WBC world heavyweight champion Tyson Fury says he's "moved on" from facing Deontay Wilder for a third time.
"I was looking forward to smashing Wilder again. A quick and easy fight," Fury told The Athletic. "But Wilder and his team were messing around with the date. They don't really want to fight the lineal heavyweight champion. They know how it ends. The world knows how it will end: with Wilder on his ass again."
Fury was initially expected to face Wilder in a third encounter between the pair at Allegiant Stadium, the home of the NFL's Las Vegas Raiders, on Dec. 19.
But with no crowd because of restrictions due to the coronavirus pandemic, promoters and broadcasters have yet to announce plans for the trilogy fight.
Fury also said Wilder's side kept moving back the date.
"Then they asked me if I would agree to push it to December. I agreed to Dec. 19," Fury said. "Then they tried to change the date again into next year. I've been training. I'm ready. When they tried moving off Dec. 19 and pushing to next year, enough was enough. I've moved on."

==============================

**Task 1:** Transcribe the Fury news item from "Fury was initially" to "on Dec. 19.".
**Task 2:** Using the Fury news item, decide whether each statement agrees with it, answering yes or no and quoting the deciding words: (a) Fury agreed to fight on Dec. 19. (b) Fury said Wilder's side tried to move the fight into next year. (c) Promoters have announced plans for the trilogy fight.

Referring expression data:
==============================

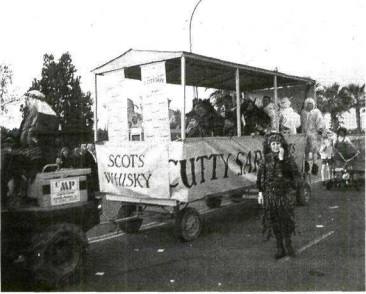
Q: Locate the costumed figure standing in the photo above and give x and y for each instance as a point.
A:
(35, 147)
(277, 176)
(313, 125)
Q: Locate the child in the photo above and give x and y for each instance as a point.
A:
(326, 155)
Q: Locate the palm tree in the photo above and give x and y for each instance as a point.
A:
(335, 100)
(357, 93)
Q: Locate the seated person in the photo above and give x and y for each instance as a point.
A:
(289, 119)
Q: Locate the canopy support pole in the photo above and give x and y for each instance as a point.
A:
(96, 108)
(237, 84)
(275, 94)
(183, 110)
(314, 93)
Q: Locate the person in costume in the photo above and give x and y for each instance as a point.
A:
(277, 175)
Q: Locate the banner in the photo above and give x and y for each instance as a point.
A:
(155, 103)
(195, 168)
(206, 166)
(134, 169)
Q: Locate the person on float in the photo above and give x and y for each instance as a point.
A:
(277, 176)
(313, 125)
(344, 150)
(289, 118)
(270, 109)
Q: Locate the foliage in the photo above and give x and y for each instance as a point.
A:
(62, 89)
(357, 94)
(8, 135)
(335, 100)
(6, 79)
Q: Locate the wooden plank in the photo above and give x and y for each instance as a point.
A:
(183, 111)
(237, 84)
(96, 108)
(275, 92)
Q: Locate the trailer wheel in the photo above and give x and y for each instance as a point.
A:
(213, 202)
(130, 226)
(236, 198)
(57, 255)
(329, 185)
(303, 194)
(188, 224)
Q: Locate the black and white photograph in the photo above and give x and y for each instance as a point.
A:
(182, 146)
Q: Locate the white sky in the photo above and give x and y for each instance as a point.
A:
(321, 39)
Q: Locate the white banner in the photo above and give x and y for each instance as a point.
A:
(155, 103)
(134, 169)
(194, 169)
(200, 167)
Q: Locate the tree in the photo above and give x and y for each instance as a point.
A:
(6, 80)
(62, 89)
(357, 94)
(335, 100)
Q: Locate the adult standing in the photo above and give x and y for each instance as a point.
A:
(313, 126)
(270, 109)
(277, 175)
(289, 118)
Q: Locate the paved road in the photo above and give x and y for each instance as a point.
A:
(230, 254)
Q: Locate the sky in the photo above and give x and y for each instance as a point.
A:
(324, 40)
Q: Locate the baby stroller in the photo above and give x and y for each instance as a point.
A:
(342, 172)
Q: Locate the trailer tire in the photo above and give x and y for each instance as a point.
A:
(213, 202)
(236, 198)
(303, 194)
(329, 185)
(131, 226)
(57, 255)
(188, 224)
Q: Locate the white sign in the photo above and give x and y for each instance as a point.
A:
(117, 115)
(64, 191)
(135, 169)
(155, 103)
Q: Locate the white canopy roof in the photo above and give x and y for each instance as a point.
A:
(201, 71)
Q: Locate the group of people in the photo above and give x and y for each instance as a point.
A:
(336, 150)
(278, 176)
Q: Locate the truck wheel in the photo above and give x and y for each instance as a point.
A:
(57, 255)
(303, 194)
(213, 202)
(130, 226)
(188, 224)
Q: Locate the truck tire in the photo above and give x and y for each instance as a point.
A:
(303, 194)
(130, 226)
(57, 255)
(188, 224)
(213, 202)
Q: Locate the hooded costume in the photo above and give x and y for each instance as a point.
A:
(275, 180)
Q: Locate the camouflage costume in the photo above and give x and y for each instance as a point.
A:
(276, 180)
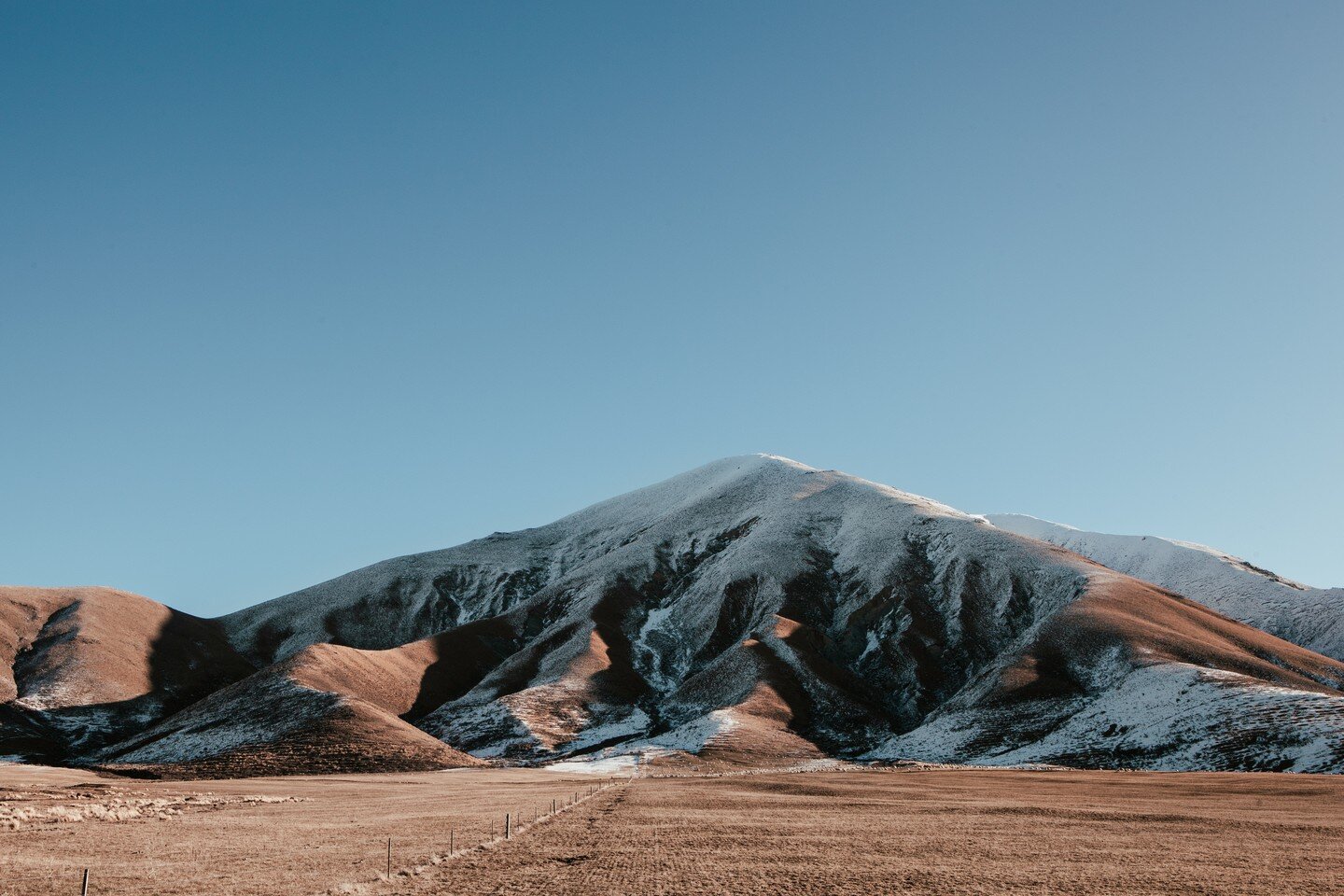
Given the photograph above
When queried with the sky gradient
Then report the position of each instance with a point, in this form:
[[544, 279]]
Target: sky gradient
[[287, 289]]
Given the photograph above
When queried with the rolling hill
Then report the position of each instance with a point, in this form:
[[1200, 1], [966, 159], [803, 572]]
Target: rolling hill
[[751, 611]]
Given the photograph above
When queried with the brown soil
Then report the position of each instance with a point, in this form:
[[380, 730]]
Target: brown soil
[[928, 831]]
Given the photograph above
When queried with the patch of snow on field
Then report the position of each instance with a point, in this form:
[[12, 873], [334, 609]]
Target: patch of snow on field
[[601, 766]]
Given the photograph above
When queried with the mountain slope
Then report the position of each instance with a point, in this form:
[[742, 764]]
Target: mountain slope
[[79, 666], [1309, 617], [751, 611], [803, 611]]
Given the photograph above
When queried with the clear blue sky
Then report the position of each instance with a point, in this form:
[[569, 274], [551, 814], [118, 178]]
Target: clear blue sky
[[292, 287]]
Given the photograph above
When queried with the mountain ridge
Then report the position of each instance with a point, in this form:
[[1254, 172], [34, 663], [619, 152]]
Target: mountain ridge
[[754, 610]]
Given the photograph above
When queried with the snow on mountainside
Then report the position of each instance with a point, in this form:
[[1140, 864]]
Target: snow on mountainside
[[756, 611], [1294, 611]]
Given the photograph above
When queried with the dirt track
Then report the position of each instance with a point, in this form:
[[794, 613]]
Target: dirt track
[[861, 832]]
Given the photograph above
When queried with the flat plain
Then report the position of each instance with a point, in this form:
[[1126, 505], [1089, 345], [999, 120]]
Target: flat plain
[[919, 831]]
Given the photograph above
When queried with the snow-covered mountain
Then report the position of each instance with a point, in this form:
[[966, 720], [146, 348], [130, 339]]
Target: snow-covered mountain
[[1309, 617], [754, 610]]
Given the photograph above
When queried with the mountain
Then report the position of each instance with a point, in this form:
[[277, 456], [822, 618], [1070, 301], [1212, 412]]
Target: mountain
[[1309, 617], [751, 611]]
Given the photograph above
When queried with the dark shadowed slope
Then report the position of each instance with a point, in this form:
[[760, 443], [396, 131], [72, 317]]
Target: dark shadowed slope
[[82, 666]]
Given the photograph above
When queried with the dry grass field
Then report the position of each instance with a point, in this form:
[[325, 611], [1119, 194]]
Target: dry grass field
[[929, 831], [225, 841]]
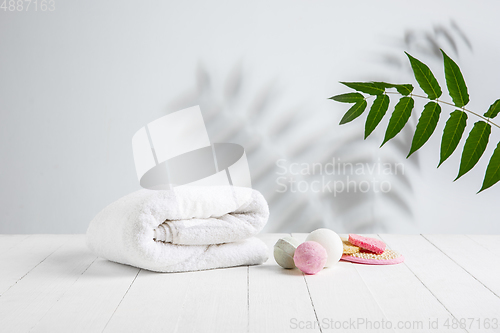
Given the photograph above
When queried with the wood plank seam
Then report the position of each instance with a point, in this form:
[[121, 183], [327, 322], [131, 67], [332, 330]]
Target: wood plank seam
[[121, 301], [22, 277], [481, 244], [425, 285], [370, 291], [18, 243], [461, 266]]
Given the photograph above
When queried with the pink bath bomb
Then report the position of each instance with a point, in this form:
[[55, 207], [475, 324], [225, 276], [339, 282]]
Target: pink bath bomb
[[310, 257]]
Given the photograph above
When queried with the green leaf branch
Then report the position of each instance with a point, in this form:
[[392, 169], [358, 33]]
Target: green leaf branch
[[477, 139]]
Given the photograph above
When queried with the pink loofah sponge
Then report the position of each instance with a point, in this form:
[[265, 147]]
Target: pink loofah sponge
[[367, 243], [310, 257]]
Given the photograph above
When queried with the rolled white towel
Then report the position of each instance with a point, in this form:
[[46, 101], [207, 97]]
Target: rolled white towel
[[184, 229]]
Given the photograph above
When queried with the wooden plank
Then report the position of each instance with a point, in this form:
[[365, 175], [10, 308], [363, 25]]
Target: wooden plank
[[462, 295], [342, 300], [9, 241], [402, 297], [490, 242], [204, 301], [26, 255], [24, 304], [278, 298], [91, 300], [483, 264]]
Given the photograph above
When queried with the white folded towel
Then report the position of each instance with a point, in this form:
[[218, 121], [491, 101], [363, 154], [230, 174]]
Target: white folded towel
[[183, 229]]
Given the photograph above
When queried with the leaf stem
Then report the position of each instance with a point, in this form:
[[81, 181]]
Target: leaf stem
[[447, 103]]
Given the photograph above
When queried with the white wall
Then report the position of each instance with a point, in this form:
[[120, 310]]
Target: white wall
[[76, 83]]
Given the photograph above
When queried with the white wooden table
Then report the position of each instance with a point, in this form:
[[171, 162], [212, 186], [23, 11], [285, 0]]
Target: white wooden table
[[52, 283]]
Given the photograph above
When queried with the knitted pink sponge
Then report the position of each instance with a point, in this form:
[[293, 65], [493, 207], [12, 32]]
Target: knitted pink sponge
[[367, 243]]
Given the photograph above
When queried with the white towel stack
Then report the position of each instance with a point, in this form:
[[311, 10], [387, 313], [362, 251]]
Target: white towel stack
[[187, 228]]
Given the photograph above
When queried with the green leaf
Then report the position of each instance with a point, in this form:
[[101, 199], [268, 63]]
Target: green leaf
[[377, 112], [455, 82], [493, 110], [492, 175], [348, 98], [425, 126], [425, 78], [474, 147], [369, 88], [354, 112], [403, 89], [399, 118], [452, 133]]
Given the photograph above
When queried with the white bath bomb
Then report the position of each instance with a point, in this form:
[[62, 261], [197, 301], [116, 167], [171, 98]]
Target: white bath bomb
[[284, 249], [330, 241]]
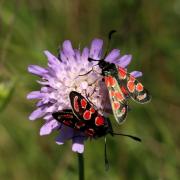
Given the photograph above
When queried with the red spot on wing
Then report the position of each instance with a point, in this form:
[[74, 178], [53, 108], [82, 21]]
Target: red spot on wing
[[87, 115], [106, 78], [139, 87], [79, 124], [83, 103], [132, 78], [116, 105], [123, 110], [141, 97], [112, 93], [92, 110], [131, 86], [68, 116], [76, 105], [67, 122], [124, 90], [119, 96], [122, 73], [90, 132], [112, 81], [99, 121]]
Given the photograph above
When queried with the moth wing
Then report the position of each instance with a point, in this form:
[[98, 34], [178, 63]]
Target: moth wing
[[132, 87], [65, 117], [96, 124], [117, 98]]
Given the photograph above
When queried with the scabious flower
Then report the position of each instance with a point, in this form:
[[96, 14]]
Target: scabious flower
[[65, 74]]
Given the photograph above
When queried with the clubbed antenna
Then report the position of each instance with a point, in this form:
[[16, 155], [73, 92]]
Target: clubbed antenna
[[130, 136]]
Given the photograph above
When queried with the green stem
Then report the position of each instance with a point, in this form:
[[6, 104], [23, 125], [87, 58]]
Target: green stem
[[81, 166]]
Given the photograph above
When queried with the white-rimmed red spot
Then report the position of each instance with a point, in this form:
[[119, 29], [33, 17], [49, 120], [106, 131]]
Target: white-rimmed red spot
[[83, 103], [99, 121], [76, 105], [139, 87], [87, 115]]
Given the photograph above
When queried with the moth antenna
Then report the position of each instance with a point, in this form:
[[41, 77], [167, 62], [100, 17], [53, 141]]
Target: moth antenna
[[105, 156], [130, 136], [109, 41], [108, 45]]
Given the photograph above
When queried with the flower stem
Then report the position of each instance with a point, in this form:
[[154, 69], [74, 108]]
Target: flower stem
[[81, 166]]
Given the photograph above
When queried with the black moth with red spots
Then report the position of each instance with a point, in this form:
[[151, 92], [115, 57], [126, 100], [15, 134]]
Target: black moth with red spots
[[121, 86], [83, 117]]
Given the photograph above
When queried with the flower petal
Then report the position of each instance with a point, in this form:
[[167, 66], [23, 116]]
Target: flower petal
[[67, 49], [35, 95], [78, 144], [38, 113], [48, 127], [124, 61], [136, 74], [113, 55], [37, 70], [96, 49], [66, 133], [85, 54], [51, 58]]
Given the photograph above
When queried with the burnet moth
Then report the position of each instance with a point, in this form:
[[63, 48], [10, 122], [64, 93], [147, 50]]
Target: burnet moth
[[85, 118], [121, 85]]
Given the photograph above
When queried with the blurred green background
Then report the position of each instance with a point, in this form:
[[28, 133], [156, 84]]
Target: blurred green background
[[147, 29]]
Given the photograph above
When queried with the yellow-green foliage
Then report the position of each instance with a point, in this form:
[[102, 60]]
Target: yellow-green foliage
[[147, 29]]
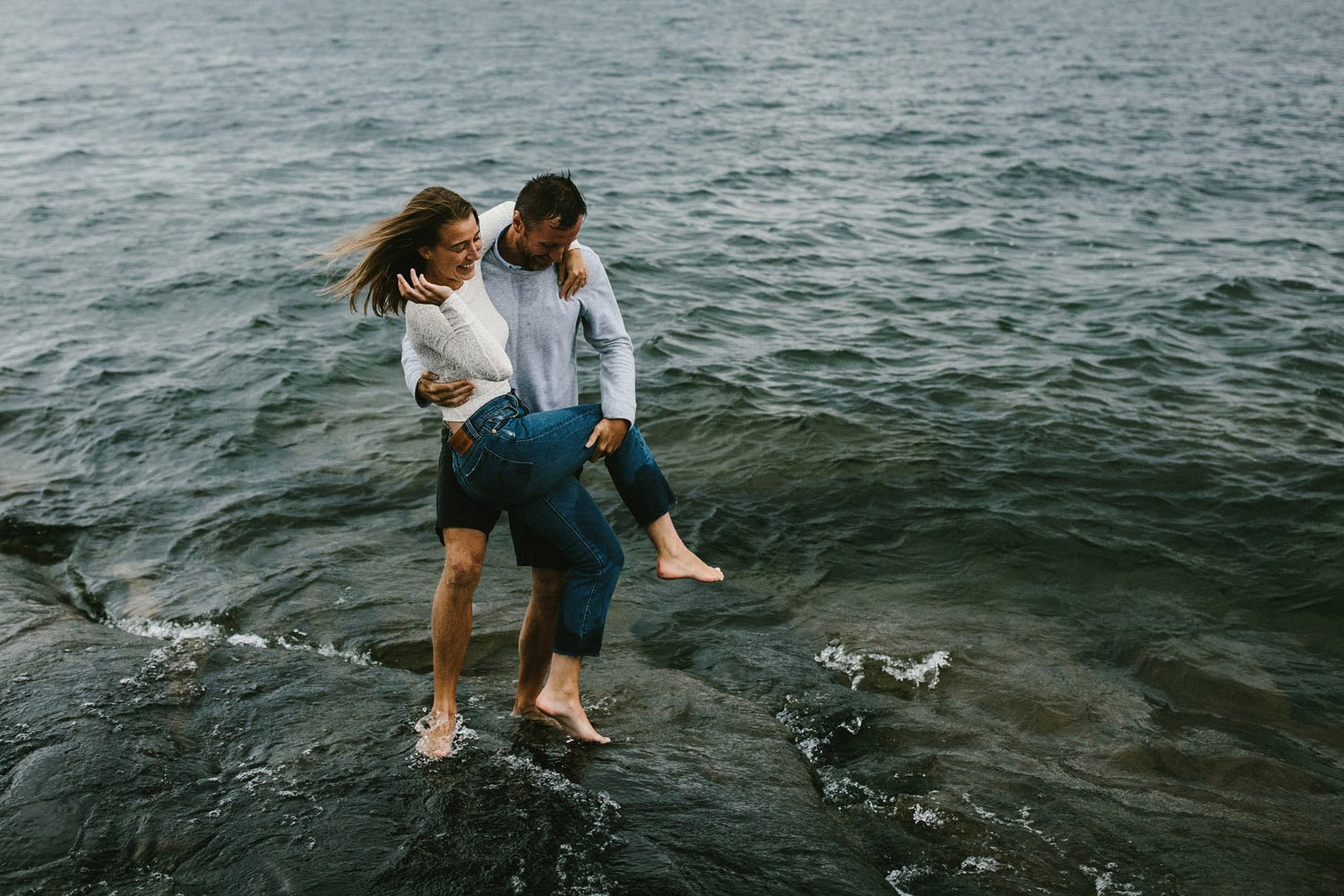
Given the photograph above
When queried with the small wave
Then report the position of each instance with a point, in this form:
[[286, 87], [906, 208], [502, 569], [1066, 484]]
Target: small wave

==============================

**Exercise answer 1:**
Fury was initially expected to face Wilder in a third encounter between the pair at Allegiant Stadium, the home of the NFL's Las Vegas Raiders, on Dec. 19.

**Exercise answer 2:**
(a) Yes: "I agreed to Dec. 19."
(b) Yes: "Then they tried to change the date again into next year."
(c) No: "promoters and broadcasters have yet to announce plans for the trilogy fight."